• Data provided:
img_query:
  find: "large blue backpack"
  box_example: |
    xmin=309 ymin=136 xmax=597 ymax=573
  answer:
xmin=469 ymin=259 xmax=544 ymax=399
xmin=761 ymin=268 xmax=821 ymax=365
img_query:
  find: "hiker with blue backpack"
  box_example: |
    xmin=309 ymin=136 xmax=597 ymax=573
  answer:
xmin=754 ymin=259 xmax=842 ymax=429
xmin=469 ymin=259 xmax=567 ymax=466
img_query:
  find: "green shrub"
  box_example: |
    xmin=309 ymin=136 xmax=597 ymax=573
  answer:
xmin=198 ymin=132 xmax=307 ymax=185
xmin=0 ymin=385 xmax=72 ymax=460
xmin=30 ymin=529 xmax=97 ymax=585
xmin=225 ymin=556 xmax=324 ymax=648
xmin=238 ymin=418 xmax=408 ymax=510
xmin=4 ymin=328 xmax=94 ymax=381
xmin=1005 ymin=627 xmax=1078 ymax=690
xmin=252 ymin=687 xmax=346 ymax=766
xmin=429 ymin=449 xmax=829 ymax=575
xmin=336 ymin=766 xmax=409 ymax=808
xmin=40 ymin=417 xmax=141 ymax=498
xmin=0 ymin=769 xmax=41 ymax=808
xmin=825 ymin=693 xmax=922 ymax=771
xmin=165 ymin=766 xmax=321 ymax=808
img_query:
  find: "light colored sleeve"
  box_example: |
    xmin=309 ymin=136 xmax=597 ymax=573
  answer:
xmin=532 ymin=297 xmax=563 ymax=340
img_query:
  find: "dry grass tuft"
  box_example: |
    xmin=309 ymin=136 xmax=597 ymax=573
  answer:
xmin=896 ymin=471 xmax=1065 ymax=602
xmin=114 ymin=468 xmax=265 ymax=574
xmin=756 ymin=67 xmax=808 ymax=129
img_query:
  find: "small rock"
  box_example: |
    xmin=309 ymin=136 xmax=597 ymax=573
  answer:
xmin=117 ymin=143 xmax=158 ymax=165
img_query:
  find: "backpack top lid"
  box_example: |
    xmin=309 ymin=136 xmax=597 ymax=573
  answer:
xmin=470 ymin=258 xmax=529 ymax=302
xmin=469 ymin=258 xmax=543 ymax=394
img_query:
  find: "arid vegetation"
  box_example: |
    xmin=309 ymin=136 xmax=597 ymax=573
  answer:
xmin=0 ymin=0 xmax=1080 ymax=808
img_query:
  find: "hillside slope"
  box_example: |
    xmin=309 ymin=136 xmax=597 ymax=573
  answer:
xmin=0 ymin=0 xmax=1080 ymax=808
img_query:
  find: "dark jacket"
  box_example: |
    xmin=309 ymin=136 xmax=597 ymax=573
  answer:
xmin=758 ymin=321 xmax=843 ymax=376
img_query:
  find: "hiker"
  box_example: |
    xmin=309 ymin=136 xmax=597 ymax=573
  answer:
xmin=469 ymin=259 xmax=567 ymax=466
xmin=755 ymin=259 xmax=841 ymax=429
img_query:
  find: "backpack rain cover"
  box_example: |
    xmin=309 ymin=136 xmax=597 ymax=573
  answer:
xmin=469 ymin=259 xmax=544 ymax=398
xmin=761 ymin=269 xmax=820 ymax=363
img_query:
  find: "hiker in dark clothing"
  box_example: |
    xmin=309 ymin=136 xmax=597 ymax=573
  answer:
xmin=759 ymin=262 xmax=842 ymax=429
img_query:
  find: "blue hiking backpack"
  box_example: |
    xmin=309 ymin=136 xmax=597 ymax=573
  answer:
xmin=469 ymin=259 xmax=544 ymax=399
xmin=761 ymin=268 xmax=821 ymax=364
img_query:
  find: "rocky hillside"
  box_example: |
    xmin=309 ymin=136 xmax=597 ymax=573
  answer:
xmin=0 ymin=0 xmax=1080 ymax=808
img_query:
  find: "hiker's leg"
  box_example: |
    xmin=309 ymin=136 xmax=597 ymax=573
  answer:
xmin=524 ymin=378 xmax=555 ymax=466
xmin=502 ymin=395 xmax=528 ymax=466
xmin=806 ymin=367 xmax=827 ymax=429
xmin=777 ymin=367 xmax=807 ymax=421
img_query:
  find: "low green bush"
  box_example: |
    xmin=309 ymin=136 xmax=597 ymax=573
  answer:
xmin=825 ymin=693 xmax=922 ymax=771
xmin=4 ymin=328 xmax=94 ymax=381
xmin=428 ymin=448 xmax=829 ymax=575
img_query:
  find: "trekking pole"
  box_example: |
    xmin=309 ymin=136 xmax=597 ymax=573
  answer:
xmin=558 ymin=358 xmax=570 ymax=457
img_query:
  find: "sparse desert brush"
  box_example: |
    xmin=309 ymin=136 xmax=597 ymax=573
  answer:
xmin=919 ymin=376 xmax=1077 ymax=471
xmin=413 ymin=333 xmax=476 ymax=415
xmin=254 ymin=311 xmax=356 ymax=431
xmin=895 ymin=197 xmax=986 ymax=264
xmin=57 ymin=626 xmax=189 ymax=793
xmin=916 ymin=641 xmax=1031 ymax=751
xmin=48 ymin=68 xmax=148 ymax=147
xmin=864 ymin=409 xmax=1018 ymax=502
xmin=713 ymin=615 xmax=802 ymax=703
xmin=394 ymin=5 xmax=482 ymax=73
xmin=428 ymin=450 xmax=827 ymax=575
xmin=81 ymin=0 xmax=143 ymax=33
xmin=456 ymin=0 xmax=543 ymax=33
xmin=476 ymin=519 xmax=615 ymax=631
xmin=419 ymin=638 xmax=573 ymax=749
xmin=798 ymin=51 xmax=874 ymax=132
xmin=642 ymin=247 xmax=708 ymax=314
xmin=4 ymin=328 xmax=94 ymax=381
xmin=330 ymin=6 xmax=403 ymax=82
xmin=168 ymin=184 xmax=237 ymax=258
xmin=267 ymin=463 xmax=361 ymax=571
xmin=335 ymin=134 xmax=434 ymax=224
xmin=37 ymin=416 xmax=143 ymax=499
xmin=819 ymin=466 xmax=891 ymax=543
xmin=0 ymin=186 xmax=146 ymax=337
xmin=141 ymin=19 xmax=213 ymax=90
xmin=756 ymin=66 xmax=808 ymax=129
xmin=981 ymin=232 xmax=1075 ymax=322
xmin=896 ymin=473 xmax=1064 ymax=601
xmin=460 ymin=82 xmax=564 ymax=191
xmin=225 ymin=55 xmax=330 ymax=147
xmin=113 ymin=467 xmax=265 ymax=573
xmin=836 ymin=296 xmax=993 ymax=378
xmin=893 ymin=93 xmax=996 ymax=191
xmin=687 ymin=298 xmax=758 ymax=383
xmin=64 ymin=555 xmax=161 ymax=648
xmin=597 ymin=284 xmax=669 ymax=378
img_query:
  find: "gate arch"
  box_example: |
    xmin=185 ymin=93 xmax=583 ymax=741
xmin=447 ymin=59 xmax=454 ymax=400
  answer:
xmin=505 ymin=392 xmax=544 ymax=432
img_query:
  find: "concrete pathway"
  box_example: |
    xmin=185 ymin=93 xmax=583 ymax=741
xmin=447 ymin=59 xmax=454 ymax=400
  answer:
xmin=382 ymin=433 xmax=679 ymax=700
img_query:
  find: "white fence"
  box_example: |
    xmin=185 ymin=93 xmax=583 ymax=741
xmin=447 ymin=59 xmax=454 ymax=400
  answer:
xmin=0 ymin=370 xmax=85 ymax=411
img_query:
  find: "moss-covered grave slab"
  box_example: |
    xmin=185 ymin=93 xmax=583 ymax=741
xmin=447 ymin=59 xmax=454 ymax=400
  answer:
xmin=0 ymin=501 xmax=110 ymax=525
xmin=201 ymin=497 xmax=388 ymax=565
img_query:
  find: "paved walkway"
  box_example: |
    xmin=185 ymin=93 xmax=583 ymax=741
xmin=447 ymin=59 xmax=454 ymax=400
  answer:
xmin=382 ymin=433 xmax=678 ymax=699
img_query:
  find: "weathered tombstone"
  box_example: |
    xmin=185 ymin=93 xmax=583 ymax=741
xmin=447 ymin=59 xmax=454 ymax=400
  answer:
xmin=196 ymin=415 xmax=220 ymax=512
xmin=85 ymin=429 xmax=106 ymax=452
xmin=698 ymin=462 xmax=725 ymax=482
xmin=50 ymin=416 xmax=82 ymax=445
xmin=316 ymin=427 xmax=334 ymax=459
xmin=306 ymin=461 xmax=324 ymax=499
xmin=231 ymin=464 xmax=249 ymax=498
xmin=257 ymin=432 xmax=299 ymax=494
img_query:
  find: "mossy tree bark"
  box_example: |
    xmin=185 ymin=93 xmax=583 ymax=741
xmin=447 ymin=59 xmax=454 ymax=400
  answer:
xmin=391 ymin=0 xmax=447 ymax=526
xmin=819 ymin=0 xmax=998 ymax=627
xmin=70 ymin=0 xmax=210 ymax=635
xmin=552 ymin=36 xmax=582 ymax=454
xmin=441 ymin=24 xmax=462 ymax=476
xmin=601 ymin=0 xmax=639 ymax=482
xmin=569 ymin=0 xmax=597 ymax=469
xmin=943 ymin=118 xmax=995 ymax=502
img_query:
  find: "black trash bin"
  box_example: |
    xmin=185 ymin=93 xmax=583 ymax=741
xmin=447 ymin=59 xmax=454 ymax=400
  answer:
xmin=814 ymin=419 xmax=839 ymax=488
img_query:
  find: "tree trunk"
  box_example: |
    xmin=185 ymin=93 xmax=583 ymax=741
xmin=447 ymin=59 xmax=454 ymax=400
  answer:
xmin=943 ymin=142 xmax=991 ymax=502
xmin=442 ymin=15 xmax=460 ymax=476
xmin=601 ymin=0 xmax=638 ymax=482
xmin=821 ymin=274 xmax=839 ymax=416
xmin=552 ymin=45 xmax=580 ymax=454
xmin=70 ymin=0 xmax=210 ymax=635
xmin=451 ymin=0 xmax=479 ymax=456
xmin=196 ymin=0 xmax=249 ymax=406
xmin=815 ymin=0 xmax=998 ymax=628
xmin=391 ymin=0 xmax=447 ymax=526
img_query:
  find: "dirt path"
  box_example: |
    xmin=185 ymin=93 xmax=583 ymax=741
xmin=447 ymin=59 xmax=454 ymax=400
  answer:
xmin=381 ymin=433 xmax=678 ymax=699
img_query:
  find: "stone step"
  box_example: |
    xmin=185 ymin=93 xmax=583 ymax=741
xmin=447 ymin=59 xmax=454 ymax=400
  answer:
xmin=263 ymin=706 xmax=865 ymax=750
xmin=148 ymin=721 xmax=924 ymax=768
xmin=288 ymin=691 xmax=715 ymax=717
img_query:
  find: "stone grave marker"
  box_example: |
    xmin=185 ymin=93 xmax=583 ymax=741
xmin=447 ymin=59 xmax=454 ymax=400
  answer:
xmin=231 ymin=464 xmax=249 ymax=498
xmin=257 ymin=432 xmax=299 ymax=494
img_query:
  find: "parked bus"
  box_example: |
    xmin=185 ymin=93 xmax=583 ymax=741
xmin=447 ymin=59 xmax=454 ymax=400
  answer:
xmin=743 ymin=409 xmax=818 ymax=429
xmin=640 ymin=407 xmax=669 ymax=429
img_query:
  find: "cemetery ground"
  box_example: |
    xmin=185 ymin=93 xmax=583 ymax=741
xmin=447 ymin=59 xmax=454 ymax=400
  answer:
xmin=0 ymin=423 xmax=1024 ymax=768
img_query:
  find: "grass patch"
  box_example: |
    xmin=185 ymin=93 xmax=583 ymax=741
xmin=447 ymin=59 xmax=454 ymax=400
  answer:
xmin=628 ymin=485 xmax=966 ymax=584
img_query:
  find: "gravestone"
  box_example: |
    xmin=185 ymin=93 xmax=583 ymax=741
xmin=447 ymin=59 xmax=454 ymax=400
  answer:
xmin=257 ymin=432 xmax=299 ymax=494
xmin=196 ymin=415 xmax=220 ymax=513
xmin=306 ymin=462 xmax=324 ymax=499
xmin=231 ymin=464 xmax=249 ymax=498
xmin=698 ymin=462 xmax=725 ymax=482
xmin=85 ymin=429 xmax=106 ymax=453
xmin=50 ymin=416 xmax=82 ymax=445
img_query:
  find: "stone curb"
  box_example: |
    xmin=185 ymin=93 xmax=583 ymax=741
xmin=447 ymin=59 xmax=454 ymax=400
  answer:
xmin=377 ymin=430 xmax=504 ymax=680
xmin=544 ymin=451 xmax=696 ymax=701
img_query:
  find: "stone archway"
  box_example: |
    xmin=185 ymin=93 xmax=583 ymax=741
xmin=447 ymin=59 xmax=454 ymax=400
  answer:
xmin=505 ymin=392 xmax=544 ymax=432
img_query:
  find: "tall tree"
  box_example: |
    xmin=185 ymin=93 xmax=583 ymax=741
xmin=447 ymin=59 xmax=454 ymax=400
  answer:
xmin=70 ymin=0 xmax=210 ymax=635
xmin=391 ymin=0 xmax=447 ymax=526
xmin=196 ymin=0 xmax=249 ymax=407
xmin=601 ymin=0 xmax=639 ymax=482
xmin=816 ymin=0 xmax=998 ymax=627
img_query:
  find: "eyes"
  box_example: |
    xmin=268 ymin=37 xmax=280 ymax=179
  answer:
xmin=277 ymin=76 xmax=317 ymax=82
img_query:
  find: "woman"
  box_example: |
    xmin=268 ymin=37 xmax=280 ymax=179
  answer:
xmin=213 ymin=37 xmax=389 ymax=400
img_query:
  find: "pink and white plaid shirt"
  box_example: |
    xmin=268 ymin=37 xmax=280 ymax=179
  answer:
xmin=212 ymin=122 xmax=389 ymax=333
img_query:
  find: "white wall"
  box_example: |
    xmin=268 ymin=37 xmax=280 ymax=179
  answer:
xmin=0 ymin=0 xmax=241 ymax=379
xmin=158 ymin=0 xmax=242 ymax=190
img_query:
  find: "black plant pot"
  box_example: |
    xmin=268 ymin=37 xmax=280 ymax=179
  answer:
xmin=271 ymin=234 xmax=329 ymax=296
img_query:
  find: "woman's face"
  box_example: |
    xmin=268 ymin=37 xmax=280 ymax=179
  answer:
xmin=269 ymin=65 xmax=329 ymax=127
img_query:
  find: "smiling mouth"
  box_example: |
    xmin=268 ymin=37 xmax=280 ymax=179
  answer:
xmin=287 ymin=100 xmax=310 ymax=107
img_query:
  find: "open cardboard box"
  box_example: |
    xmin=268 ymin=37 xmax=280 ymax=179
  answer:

• Requirement: Scale the part of the entries that runs from the start through the line containing "xmin=761 ymin=268 xmax=821 ymax=365", and give it in full, requests included. Multiply every answer coordinate by 1.6 and round to whole numbers, with halves rounding up; leave the numbers in the requests and their format samples unchanged.

• Answer to this exercise:
img_query:
  find: "large blue backpack"
  box_example: |
    xmin=309 ymin=136 xmax=597 ymax=573
  answer:
xmin=750 ymin=414 xmax=870 ymax=638
xmin=1218 ymin=429 xmax=1314 ymax=584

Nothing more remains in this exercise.